What the task asks — Put every line of the entries below into a Markdown table with the columns "Row" and "Line", numbering the rows in order. Skip blank lines and leave out the pictures.

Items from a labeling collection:
╭──

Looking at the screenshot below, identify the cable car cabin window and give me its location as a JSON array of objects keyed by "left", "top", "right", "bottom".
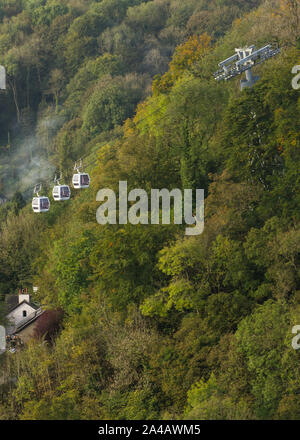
[
  {"left": 60, "top": 186, "right": 70, "bottom": 197},
  {"left": 80, "top": 174, "right": 90, "bottom": 186},
  {"left": 40, "top": 198, "right": 50, "bottom": 209}
]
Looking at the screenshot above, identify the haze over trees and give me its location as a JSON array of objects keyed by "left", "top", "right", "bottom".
[{"left": 0, "top": 0, "right": 300, "bottom": 420}]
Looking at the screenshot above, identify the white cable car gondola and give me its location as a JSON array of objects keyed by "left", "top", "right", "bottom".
[
  {"left": 72, "top": 159, "right": 90, "bottom": 189},
  {"left": 52, "top": 178, "right": 71, "bottom": 202},
  {"left": 32, "top": 184, "right": 50, "bottom": 213}
]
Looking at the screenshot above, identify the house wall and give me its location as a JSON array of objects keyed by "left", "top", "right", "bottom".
[
  {"left": 7, "top": 303, "right": 35, "bottom": 325},
  {"left": 17, "top": 318, "right": 39, "bottom": 344}
]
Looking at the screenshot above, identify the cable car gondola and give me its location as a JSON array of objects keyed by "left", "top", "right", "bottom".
[
  {"left": 72, "top": 159, "right": 90, "bottom": 189},
  {"left": 52, "top": 185, "right": 71, "bottom": 202},
  {"left": 32, "top": 185, "right": 50, "bottom": 213},
  {"left": 52, "top": 178, "right": 71, "bottom": 202}
]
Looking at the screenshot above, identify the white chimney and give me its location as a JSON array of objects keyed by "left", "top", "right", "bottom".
[{"left": 19, "top": 289, "right": 30, "bottom": 304}]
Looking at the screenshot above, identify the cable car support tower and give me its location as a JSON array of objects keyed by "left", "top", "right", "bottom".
[{"left": 214, "top": 44, "right": 280, "bottom": 90}]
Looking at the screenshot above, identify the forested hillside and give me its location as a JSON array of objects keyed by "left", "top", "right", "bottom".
[{"left": 0, "top": 0, "right": 300, "bottom": 420}]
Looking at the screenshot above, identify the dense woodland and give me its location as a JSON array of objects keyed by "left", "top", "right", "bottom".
[{"left": 0, "top": 0, "right": 300, "bottom": 420}]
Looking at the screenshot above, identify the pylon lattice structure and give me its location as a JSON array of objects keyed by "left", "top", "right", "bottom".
[{"left": 214, "top": 44, "right": 280, "bottom": 90}]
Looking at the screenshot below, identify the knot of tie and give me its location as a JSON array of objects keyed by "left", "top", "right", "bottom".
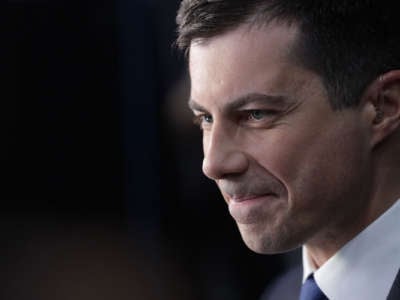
[{"left": 299, "top": 274, "right": 329, "bottom": 300}]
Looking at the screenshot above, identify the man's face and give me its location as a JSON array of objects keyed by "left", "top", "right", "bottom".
[{"left": 189, "top": 25, "right": 369, "bottom": 253}]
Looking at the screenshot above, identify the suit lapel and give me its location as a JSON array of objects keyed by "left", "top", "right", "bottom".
[{"left": 387, "top": 270, "right": 400, "bottom": 300}]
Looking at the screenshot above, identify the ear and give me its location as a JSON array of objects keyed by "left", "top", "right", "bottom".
[{"left": 364, "top": 70, "right": 400, "bottom": 147}]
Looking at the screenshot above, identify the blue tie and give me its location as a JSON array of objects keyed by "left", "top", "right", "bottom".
[{"left": 300, "top": 274, "right": 328, "bottom": 300}]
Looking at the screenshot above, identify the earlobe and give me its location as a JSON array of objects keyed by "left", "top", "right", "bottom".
[{"left": 370, "top": 70, "right": 400, "bottom": 146}]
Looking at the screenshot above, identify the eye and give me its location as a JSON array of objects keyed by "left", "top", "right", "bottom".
[
  {"left": 193, "top": 114, "right": 213, "bottom": 129},
  {"left": 248, "top": 109, "right": 267, "bottom": 121},
  {"left": 246, "top": 109, "right": 278, "bottom": 121}
]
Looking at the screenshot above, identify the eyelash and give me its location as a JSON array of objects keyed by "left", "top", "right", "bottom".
[
  {"left": 193, "top": 109, "right": 278, "bottom": 129},
  {"left": 193, "top": 114, "right": 212, "bottom": 127}
]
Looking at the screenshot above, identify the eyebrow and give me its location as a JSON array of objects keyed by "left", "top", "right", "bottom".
[{"left": 188, "top": 93, "right": 289, "bottom": 112}]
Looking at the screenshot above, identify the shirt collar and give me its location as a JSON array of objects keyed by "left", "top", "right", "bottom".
[{"left": 303, "top": 199, "right": 400, "bottom": 300}]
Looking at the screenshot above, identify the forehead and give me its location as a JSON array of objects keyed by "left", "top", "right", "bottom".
[{"left": 189, "top": 23, "right": 298, "bottom": 109}]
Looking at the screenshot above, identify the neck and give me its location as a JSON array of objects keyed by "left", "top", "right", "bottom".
[{"left": 305, "top": 142, "right": 400, "bottom": 269}]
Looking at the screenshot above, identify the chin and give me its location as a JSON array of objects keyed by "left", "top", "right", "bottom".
[{"left": 238, "top": 224, "right": 301, "bottom": 254}]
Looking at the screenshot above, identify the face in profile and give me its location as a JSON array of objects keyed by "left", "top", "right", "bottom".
[{"left": 189, "top": 24, "right": 369, "bottom": 253}]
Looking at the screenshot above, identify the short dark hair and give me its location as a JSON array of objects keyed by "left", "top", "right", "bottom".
[{"left": 176, "top": 0, "right": 400, "bottom": 109}]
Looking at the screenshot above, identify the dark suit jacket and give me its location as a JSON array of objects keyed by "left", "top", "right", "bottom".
[{"left": 260, "top": 265, "right": 400, "bottom": 300}]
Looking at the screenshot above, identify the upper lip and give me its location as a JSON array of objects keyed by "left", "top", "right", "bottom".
[{"left": 228, "top": 192, "right": 276, "bottom": 202}]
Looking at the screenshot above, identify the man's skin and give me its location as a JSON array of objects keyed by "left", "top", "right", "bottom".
[{"left": 189, "top": 23, "right": 400, "bottom": 267}]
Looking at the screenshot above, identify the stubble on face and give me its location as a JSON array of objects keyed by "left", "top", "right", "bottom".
[{"left": 190, "top": 24, "right": 374, "bottom": 253}]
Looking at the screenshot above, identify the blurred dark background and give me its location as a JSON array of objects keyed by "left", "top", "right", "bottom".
[{"left": 4, "top": 0, "right": 292, "bottom": 300}]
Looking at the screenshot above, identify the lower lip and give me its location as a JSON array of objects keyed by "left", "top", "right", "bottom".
[{"left": 229, "top": 195, "right": 276, "bottom": 224}]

╰──

Full answer —
| Row | Line |
|---|---|
| 1 | Looking at the screenshot below, identify the cable car cabin window and give me its location as a JSON array of objects keyed by "left", "top", "right", "bottom". |
| 2 | [ |
| 3 |   {"left": 60, "top": 186, "right": 70, "bottom": 197}, |
| 4 |   {"left": 80, "top": 174, "right": 90, "bottom": 186}, |
| 5 |   {"left": 40, "top": 198, "right": 50, "bottom": 209} |
| 6 | ] |
| 7 | Looking at the screenshot above, identify the haze over trees and give me its location as a JSON array of objects keyed by "left", "top", "right", "bottom". |
| 8 | [{"left": 0, "top": 0, "right": 300, "bottom": 420}] |
| 9 | Looking at the screenshot above, identify the white cable car gondola and give me its location as a JSON array of objects keyed by "left", "top", "right", "bottom". |
| 10 | [ |
| 11 |   {"left": 72, "top": 159, "right": 90, "bottom": 189}, |
| 12 |   {"left": 52, "top": 178, "right": 71, "bottom": 202}, |
| 13 |   {"left": 32, "top": 184, "right": 50, "bottom": 213} |
| 14 | ] |
| 15 | Looking at the screenshot above, identify the house wall and give me its location as a JSON array of objects keyed by "left", "top", "right", "bottom". |
| 16 | [ |
| 17 |   {"left": 7, "top": 303, "right": 35, "bottom": 325}, |
| 18 |   {"left": 17, "top": 318, "right": 39, "bottom": 344} |
| 19 | ] |
| 20 | Looking at the screenshot above, identify the cable car gondola and give me its location as a JSON array of objects keyed by "left", "top", "right", "bottom". |
| 21 | [ |
| 22 |   {"left": 72, "top": 159, "right": 90, "bottom": 189}, |
| 23 |   {"left": 52, "top": 185, "right": 71, "bottom": 202}, |
| 24 |   {"left": 32, "top": 185, "right": 50, "bottom": 213}, |
| 25 |   {"left": 52, "top": 178, "right": 71, "bottom": 202} |
| 26 | ] |
| 27 | Looking at the screenshot above, identify the white chimney and give me its location as a JSON array of objects keyed by "left", "top", "right", "bottom". |
| 28 | [{"left": 19, "top": 289, "right": 30, "bottom": 304}] |
| 29 | Looking at the screenshot above, identify the cable car support tower and give me its location as a JSON array of objects keyed by "left", "top", "right", "bottom". |
| 30 | [{"left": 214, "top": 44, "right": 280, "bottom": 90}] |
| 31 | Looking at the screenshot above, identify the forested hillside and give me its location as a JSON array of objects keyed by "left", "top", "right", "bottom". |
| 32 | [{"left": 0, "top": 0, "right": 300, "bottom": 420}] |
| 33 | Looking at the screenshot above, identify the dense woodland and give me its location as a JSON array of objects keyed by "left", "top", "right", "bottom". |
| 34 | [{"left": 0, "top": 0, "right": 300, "bottom": 420}] |
| 35 | Looking at the screenshot above, identify the pylon lattice structure and give me its location as a JSON array of objects keyed by "left", "top", "right", "bottom". |
| 36 | [{"left": 214, "top": 44, "right": 280, "bottom": 90}] |
| 37 | Looking at the screenshot below, identify the knot of tie and give me its location as a JSON array of objects keyed by "left", "top", "right", "bottom". |
| 38 | [{"left": 299, "top": 274, "right": 329, "bottom": 300}] |
| 39 | Looking at the screenshot above, identify the man's face and give me its location as a JSON array of objects keyed by "left", "top", "right", "bottom". |
| 40 | [{"left": 189, "top": 25, "right": 369, "bottom": 253}] |
| 41 | Looking at the screenshot above, identify the suit lapel and give me its location as a JSON array of objects keyed by "left", "top", "right", "bottom". |
| 42 | [{"left": 387, "top": 270, "right": 400, "bottom": 300}] |
| 43 | Looking at the screenshot above, identify the ear and give me its location as a JSON array of objects keyed by "left", "top", "right", "bottom". |
| 44 | [{"left": 364, "top": 70, "right": 400, "bottom": 147}] |
| 45 | Looking at the screenshot above, identify the blue tie and give me its location as a JSON array of objects keyed by "left", "top", "right", "bottom". |
| 46 | [{"left": 300, "top": 274, "right": 328, "bottom": 300}] |
| 47 | Looking at the screenshot above, identify the earlobe and give me its location as a JSON array of objects keyed by "left", "top", "right", "bottom". |
| 48 | [{"left": 370, "top": 70, "right": 400, "bottom": 146}] |
| 49 | Looking at the screenshot above, identify the eye and give me its location as a JSON array of objects keyed by "left", "top", "right", "bottom". |
| 50 | [ |
| 51 |   {"left": 193, "top": 114, "right": 213, "bottom": 129}, |
| 52 |   {"left": 248, "top": 109, "right": 267, "bottom": 121}, |
| 53 |   {"left": 246, "top": 109, "right": 278, "bottom": 121} |
| 54 | ] |
| 55 | Looking at the screenshot above, identify the eyelash and give me its location as a JSON array of objects keyed by "left", "top", "right", "bottom". |
| 56 | [ |
| 57 |   {"left": 193, "top": 109, "right": 278, "bottom": 129}, |
| 58 |   {"left": 193, "top": 114, "right": 212, "bottom": 127} |
| 59 | ] |
| 60 | Looking at the screenshot above, identify the eyebrow and give me its location as a JSON array of objects keyed by "left", "top", "right", "bottom". |
| 61 | [{"left": 188, "top": 93, "right": 289, "bottom": 112}] |
| 62 | Looking at the screenshot above, identify the shirt collar and give me its location as a JSON array of objects keyed by "left", "top", "right", "bottom". |
| 63 | [{"left": 303, "top": 199, "right": 400, "bottom": 300}] |
| 64 | Looking at the screenshot above, identify the forehead and give me its location as a JSON array of objects keyed by "left", "top", "right", "bottom". |
| 65 | [{"left": 189, "top": 23, "right": 298, "bottom": 109}] |
| 66 | Looking at the screenshot above, identify the neck and give me its location as a JSON array of objects keyed by "left", "top", "right", "bottom". |
| 67 | [{"left": 305, "top": 142, "right": 400, "bottom": 269}] |
| 68 | Looking at the screenshot above, identify the chin and give me its location as a JSON array of objects keyed by "left", "top", "right", "bottom". |
| 69 | [{"left": 238, "top": 224, "right": 301, "bottom": 254}] |
| 70 | Looking at the screenshot above, identify the face in profile and give me its location as a JSON array of objects keyed by "left", "top", "right", "bottom". |
| 71 | [{"left": 189, "top": 24, "right": 369, "bottom": 253}] |
| 72 | Looking at the screenshot above, identify the short dark hair and give me its location as a JSON array of objects keyed by "left", "top", "right", "bottom". |
| 73 | [{"left": 176, "top": 0, "right": 400, "bottom": 109}] |
| 74 | Looking at the screenshot above, identify the dark suit jacket and give me its location as a JSON array of objects keyed by "left", "top", "right", "bottom". |
| 75 | [{"left": 260, "top": 265, "right": 400, "bottom": 300}] |
| 76 | Looking at the screenshot above, identify the upper lip and give me its location as a JSON array of objects keyed by "left", "top", "right", "bottom". |
| 77 | [{"left": 228, "top": 192, "right": 276, "bottom": 202}] |
| 78 | Looking at the screenshot above, identify the man's skin and give me its location as a JSON array of objects keyed by "left", "top", "right", "bottom". |
| 79 | [{"left": 189, "top": 23, "right": 400, "bottom": 267}] |
| 80 | Looking at the screenshot above, identify the stubble on face and give me its location as a JSON array of objects keyed by "left", "top", "right", "bottom". |
| 81 | [{"left": 190, "top": 24, "right": 374, "bottom": 253}] |
| 82 | Looking at the screenshot above, identify the blurred dark background and give me its location as a JSON array of objects keyed by "left", "top", "right", "bottom". |
| 83 | [{"left": 4, "top": 0, "right": 292, "bottom": 300}] |
| 84 | Looking at the screenshot above, identify the lower lip and give me its location as a JSON array of objects keyed by "left", "top", "right", "bottom". |
| 85 | [{"left": 229, "top": 195, "right": 276, "bottom": 224}] |